### [Recorded data]
— Begin —
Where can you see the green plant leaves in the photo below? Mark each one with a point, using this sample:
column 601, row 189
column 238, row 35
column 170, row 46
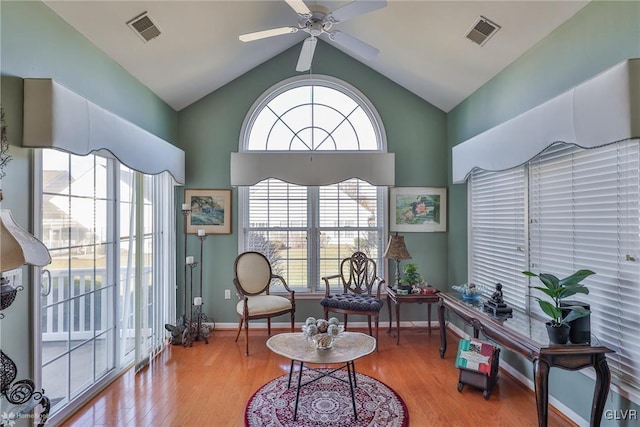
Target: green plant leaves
column 557, row 290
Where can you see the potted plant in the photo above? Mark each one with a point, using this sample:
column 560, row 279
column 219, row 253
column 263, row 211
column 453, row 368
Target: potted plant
column 411, row 279
column 558, row 289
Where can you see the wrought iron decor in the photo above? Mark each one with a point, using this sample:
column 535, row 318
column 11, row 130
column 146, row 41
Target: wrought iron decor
column 21, row 393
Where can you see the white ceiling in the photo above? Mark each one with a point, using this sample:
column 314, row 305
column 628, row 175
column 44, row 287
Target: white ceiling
column 422, row 43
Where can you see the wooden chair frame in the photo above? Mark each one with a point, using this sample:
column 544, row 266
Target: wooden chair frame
column 245, row 295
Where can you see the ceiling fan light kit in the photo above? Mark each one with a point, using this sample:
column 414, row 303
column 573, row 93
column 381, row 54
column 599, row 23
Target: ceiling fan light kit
column 317, row 22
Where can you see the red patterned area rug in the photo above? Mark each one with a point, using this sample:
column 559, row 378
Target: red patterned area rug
column 326, row 402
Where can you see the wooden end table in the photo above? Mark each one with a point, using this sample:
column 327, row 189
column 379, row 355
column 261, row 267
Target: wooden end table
column 347, row 348
column 392, row 296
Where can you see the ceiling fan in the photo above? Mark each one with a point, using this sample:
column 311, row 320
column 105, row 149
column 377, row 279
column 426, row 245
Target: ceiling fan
column 317, row 21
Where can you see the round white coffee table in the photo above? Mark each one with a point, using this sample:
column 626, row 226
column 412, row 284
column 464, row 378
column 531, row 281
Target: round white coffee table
column 348, row 347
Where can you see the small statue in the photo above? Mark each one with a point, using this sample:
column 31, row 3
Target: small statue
column 497, row 295
column 176, row 333
column 496, row 305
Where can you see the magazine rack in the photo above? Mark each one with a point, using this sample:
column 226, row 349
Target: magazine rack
column 478, row 363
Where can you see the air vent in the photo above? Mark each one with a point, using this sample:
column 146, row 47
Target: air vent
column 482, row 31
column 144, row 27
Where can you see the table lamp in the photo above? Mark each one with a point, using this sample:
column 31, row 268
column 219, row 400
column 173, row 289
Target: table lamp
column 397, row 250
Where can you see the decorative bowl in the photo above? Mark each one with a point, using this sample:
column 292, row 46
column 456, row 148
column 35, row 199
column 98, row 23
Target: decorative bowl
column 468, row 291
column 322, row 332
column 323, row 341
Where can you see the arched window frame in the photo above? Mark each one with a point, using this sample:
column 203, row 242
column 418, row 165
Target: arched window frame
column 314, row 272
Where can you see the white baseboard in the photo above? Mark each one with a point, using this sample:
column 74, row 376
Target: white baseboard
column 566, row 411
column 298, row 325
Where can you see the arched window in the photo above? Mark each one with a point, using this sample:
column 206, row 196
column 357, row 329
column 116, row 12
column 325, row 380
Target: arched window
column 306, row 231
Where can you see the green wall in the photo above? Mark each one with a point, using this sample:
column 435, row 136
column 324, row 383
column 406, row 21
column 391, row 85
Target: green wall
column 209, row 130
column 600, row 35
column 35, row 42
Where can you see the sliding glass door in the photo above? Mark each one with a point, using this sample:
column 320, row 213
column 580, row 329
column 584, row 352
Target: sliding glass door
column 109, row 289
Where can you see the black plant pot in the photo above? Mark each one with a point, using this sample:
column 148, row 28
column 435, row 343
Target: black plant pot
column 558, row 334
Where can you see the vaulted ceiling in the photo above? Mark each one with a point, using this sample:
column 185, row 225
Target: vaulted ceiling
column 422, row 44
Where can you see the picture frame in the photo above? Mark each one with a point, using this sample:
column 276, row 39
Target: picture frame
column 210, row 211
column 418, row 209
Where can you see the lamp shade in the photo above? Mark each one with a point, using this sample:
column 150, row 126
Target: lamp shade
column 396, row 249
column 18, row 247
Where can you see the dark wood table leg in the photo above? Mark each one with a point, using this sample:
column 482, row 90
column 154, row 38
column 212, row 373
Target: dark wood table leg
column 291, row 368
column 351, row 369
column 541, row 381
column 390, row 318
column 603, row 380
column 443, row 330
column 295, row 410
column 397, row 322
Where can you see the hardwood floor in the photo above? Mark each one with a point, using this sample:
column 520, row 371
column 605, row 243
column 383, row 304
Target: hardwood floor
column 210, row 384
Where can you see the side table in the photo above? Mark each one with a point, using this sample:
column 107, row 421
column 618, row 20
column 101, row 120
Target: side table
column 392, row 296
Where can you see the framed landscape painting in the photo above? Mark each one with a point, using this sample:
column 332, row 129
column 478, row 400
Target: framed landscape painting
column 418, row 209
column 210, row 211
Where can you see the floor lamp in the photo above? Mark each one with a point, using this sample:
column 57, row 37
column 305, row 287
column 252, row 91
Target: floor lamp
column 397, row 250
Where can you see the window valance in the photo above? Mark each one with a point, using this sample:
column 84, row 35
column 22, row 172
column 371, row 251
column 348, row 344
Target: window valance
column 600, row 111
column 56, row 117
column 313, row 168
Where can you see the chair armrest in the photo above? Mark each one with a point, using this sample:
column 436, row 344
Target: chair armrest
column 239, row 292
column 327, row 286
column 381, row 282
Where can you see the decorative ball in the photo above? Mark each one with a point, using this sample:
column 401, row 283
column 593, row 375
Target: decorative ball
column 310, row 330
column 323, row 341
column 322, row 325
column 333, row 329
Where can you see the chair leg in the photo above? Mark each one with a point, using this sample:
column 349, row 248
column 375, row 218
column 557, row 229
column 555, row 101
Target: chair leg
column 377, row 320
column 246, row 337
column 239, row 329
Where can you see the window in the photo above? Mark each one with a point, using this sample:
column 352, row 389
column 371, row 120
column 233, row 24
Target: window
column 306, row 231
column 582, row 211
column 497, row 235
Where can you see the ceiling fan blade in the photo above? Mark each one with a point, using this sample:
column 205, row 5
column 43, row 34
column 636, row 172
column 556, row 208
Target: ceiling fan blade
column 267, row 33
column 356, row 8
column 353, row 44
column 299, row 7
column 306, row 54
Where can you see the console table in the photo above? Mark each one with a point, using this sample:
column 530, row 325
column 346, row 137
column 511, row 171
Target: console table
column 528, row 337
column 392, row 296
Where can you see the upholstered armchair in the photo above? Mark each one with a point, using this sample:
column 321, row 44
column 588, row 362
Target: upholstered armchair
column 252, row 279
column 360, row 293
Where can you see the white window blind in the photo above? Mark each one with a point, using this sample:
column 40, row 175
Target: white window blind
column 498, row 232
column 584, row 214
column 345, row 217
— End —
### [What you are asked to do]
Update all of the items above by replacing "using this sample" with "following this format" and leaving the rest of the text unchanged. Leave the pictures out of your answer.

### [Answer]
Where can you see the green plant leaves in the photo below? Mark each one with a point, following this format:
column 601, row 189
column 238, row 35
column 170, row 46
Target: green plant leaves
column 557, row 290
Where can you see the potted plant in the photo above? Mark each one with a point, following this format:
column 560, row 279
column 219, row 253
column 263, row 211
column 453, row 368
Target: potted plant
column 411, row 279
column 558, row 289
Where can you see the wrought iron decor in the photo above? Mark each one with a point, following this format:
column 535, row 318
column 11, row 130
column 146, row 41
Target: wrought iron decor
column 21, row 393
Where can you see the white ceiling in the photo above? Mark each one with a point, following this format:
column 314, row 305
column 628, row 175
column 44, row 287
Target: white ceiling
column 422, row 43
Where can you see the wooden chair frame in the photo above? Mark each one with a point, following this format:
column 544, row 266
Target: wooden chair frame
column 245, row 295
Where can you see the ceiling fan light kit in the photo above? Mark each one with a point, following this format:
column 414, row 303
column 573, row 93
column 381, row 54
column 599, row 23
Target: ceiling fan light kit
column 317, row 22
Where can you see the red patterned area rug in the photo above? Mark each one with a point, following this format:
column 559, row 378
Target: red patterned area rug
column 326, row 402
Where can you see the wooden end table in the photo above? Mark each one with a point, following this format:
column 327, row 189
column 379, row 355
column 261, row 267
Target: wooden end table
column 347, row 348
column 392, row 296
Where can you see the ceiling fan in the photo above? Mark each one with a point, following this format:
column 311, row 320
column 105, row 149
column 377, row 279
column 426, row 245
Target: ceiling fan
column 317, row 21
Where can you see the round white coffee table in the photo above? Mark each one with a point, following this format:
column 626, row 226
column 412, row 284
column 464, row 378
column 531, row 281
Target: round white coffee table
column 348, row 347
Where can you see the small statue in the photo above? Mark each one with a point, following this format:
column 31, row 3
Target: small statue
column 497, row 295
column 176, row 333
column 496, row 305
Where can you see the magazine rack in the photo above? Mark each one with a point, following this format:
column 226, row 349
Target: magazine rack
column 478, row 363
Where can you see the air vent in the photo above? Mark each one with a point, following this format:
column 146, row 47
Target: air vent
column 482, row 31
column 144, row 27
Where can you see the table lamp in the photo above? Mark each one with a point, following this format:
column 31, row 268
column 219, row 400
column 173, row 289
Target: table lamp
column 397, row 250
Where can you see the decorative bowl in the photo above? Mark each one with a point, following this format:
column 292, row 46
column 456, row 148
column 35, row 199
column 98, row 23
Target: decorative bowl
column 468, row 291
column 322, row 332
column 323, row 341
Where can you see the arched window frame in the photo above? Mark each one with a point, following this format:
column 203, row 242
column 418, row 165
Target: arched window frame
column 314, row 272
Where can you see the white baseboard in the photo above? Mark each one with a point, following this format:
column 74, row 376
Target: white baseboard
column 566, row 411
column 298, row 325
Where can you see the arched window in the photo above? Mark each one with a point, following this format:
column 206, row 196
column 357, row 329
column 116, row 12
column 325, row 380
Target: arched window
column 306, row 231
Where can you see the green wall in the photo above? Mark each one with a point, following this format:
column 435, row 136
column 324, row 383
column 406, row 21
column 391, row 85
Target: green wall
column 209, row 130
column 600, row 35
column 35, row 42
Where can you see the sliding glass door in the photo above? Mark each one with a point, following this format:
column 320, row 213
column 580, row 329
column 584, row 352
Target: sliding glass door
column 109, row 289
Where can you see the black plant pot in the photo above? Mark each one with a point, following this format:
column 148, row 28
column 435, row 343
Target: black plant pot
column 558, row 334
Where can you see the vaulted ceiling in the photo above? Mark each one with a point, following this format:
column 185, row 225
Target: vaulted ceiling
column 422, row 44
Where can you see the picture frame in the photo above? Mark each one with a point, following this format:
column 276, row 39
Target: picture frame
column 210, row 211
column 418, row 209
Where can you see the lamp shade in the photo above? Mark each one with a point, following this format:
column 150, row 126
Target: lamp shade
column 396, row 249
column 18, row 247
Where can you see the dark wood table leg in the photo above? Mark each one with a point, following this format:
column 482, row 90
column 154, row 38
column 212, row 373
Target: dark wood table leg
column 291, row 368
column 351, row 369
column 541, row 381
column 390, row 318
column 603, row 380
column 443, row 330
column 295, row 410
column 397, row 322
Where can you see the hardwood floor in the photo above? Mark each one with a point, following this format:
column 520, row 371
column 605, row 243
column 383, row 304
Target: hardwood floor
column 210, row 384
Where can you see the side table in the photo above? Mark each one with a point, following this format:
column 107, row 421
column 618, row 20
column 101, row 120
Target: side table
column 392, row 296
Where can you see the framed landscape painting in the photo above? Mark each one with a point, following this format:
column 332, row 129
column 478, row 400
Target: framed landscape painting
column 418, row 209
column 210, row 211
Where can you see the floor lamp in the photo above? Mark each one with a point, following this format:
column 57, row 37
column 305, row 287
column 252, row 91
Target: floor lamp
column 397, row 250
Where can you see the window valance in the photo above? Mark each one with a point, following this format:
column 84, row 35
column 22, row 172
column 371, row 251
column 348, row 344
Target: window valance
column 600, row 111
column 56, row 117
column 313, row 168
Where can you see the chair armrest in the photo above? Mark each one with a point, following this format:
column 436, row 344
Target: chair armrest
column 239, row 292
column 327, row 286
column 381, row 282
Where can you see the decorative ball in the photo above? Mark each one with a point, following this format:
column 401, row 283
column 593, row 375
Target: decorative ball
column 310, row 330
column 323, row 341
column 322, row 325
column 333, row 329
Where can you see the chair leg in the photo above? Mark each one with a point, following this format:
column 349, row 248
column 375, row 218
column 557, row 229
column 555, row 101
Target: chair leg
column 377, row 320
column 246, row 337
column 239, row 329
Where can you see the window in the photo above? Mark each one with a point, following this format:
column 352, row 389
column 371, row 120
column 233, row 24
Target: window
column 306, row 231
column 582, row 211
column 497, row 235
Where can you see the ceiling fan blade in the photo above? Mark each one with a point, following this format:
column 205, row 5
column 43, row 34
column 636, row 172
column 556, row 208
Target: ceiling fan blade
column 267, row 33
column 356, row 8
column 353, row 44
column 299, row 7
column 306, row 54
Where can you see the console table in the photo above? Mark each one with a point, following this format:
column 530, row 325
column 346, row 137
column 511, row 171
Target: console table
column 528, row 337
column 392, row 296
Where can you see the upholstered armchair in the photo above? Mark each one with a point, following this format:
column 321, row 44
column 588, row 362
Target: upholstered armchair
column 252, row 279
column 360, row 293
Where can you see the white window blind in the photo above? Mark each one with a point, following this format:
column 40, row 175
Target: white window blind
column 498, row 232
column 584, row 214
column 345, row 217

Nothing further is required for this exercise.